- _EJERCICIOS PROPUESTOS_
**A)** Determine si cada afirmación concuerda con el texto de estudio. Responda sí o no y cite literalmente las palabras decisivas: (i) el país no alcanza las 400 camas de cuidados intensivos; (ii) según el Banco Mundial, en 2012 Perú tenía 2,5 camas por cada 1000 habitantes; (iii) la Región Metropolitana tiene 0.9.
**B)** Según el texto de estudio, ¿cuántas camas totales hay aproximadamente en el país?
**C)** Reescriba el pasaje del texto de estudio que comienza en "Al observar la" y continúa hasta "Cibao Sur, 0.9.", cambiando "Banco Mundial" por "Banco Interamericano de Desarrollo".
═════ TEXTO DE ESTUDIO ═════
¿Por qué en República Dominicana quedarse en casa y tomar las máximas medidas de prevención son un imperativo, especialmente para la mayoría de nuestro pueblo que depende del sistema nacional de salud?
Además de lo que vemos en el mundo y lo desafiante de la pandemia de COVID-19, el sistema de salud dominicano fue abandonado, privatizado y convertido en mercancía. Eso agrava nuestra vulnerabilidad.
Viendo la cantidad de camas de cuidados intensivos, no llegamos a las 400 unidades. Los responsables políticos aspiran a que este mes lleguemos a 600. Esto es para 10 millones de habitantes.
Al observar la distribución territorial y el número de camas totales (rondan las 9000), su cantidad es muy baja por número de habitantes. Según el Banco Mundial, en 2012 en Costa Rica era 1,2 por cada 1000 habitantes; Cuba 5,3; Perú 1,5; Uruguay 2,5. Hoy en varias regiones de nuestro país esta cantidad es ínfima, incluyendo las más pobladas: la Región Metropolitana tiene 0.7 y la Cibao Sur, 0.9.
Con esta infraestructura sería casi imposible dar respuesta a un contagio importante. Si el sólido y funcional sistema español está desbordado, imaginémonos la situación dominicana. Agreguemos la falta de insumos y equipamiento; las difíciles condiciones laborales y salariales del personal tanto en el subsistema público como en el privado. Es decir, un Segundo y Tercer Nivel de atención francamente en crisis.
Esto se combina con la ausencia de un Primer Nivel que haga prevención, educación, organización y empoderamiento en el cuidado de la Salud Colectiva, incluyendo estrategias en alimentación, nutrición, agua potable y alcantarillado, vivienda, entre otros factores claves.
═════ REGISTROS PROPORCIONADOS ═════
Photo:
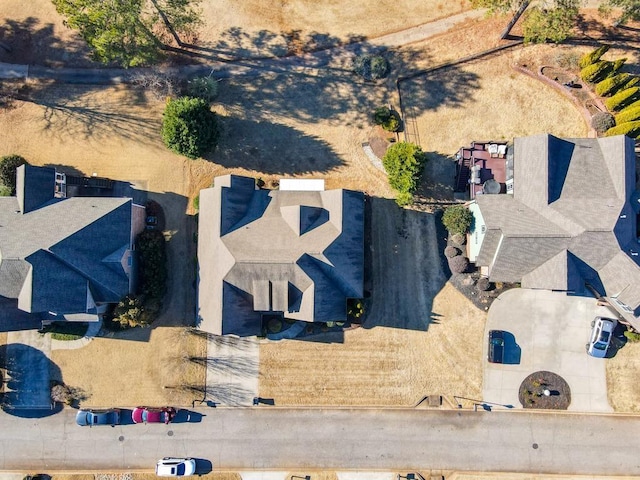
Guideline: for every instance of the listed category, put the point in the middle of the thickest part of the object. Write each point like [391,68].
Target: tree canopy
[189,127]
[8,165]
[128,32]
[457,219]
[404,163]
═════
- _RESPUESTAS DEL EJERCICIO_
**A)** (i) Sí: «no llegamos a las 400 unidades». (ii) No: «Perú 1,5». (iii) No: «la Región Metropolitana tiene 0.7».

**B)** Rondan las 9000.

**C)**
Al observar la distribución territorial y el número de camas totales (rondan las 9000), su cantidad es muy baja por número de habitantes. Según el Banco Interamericano de Desarrollo, en 2012 en Costa Rica era 1,2 por cada 1000 habitantes; Cuba 5,3; Perú 1,5; Uruguay 2,5. Hoy en varias regiones de nuestro país esta cantidad es ínfima, incluyendo las más pobladas: la Región Metropolitana tiene 0.7 y la Cibao Sur, 0.9.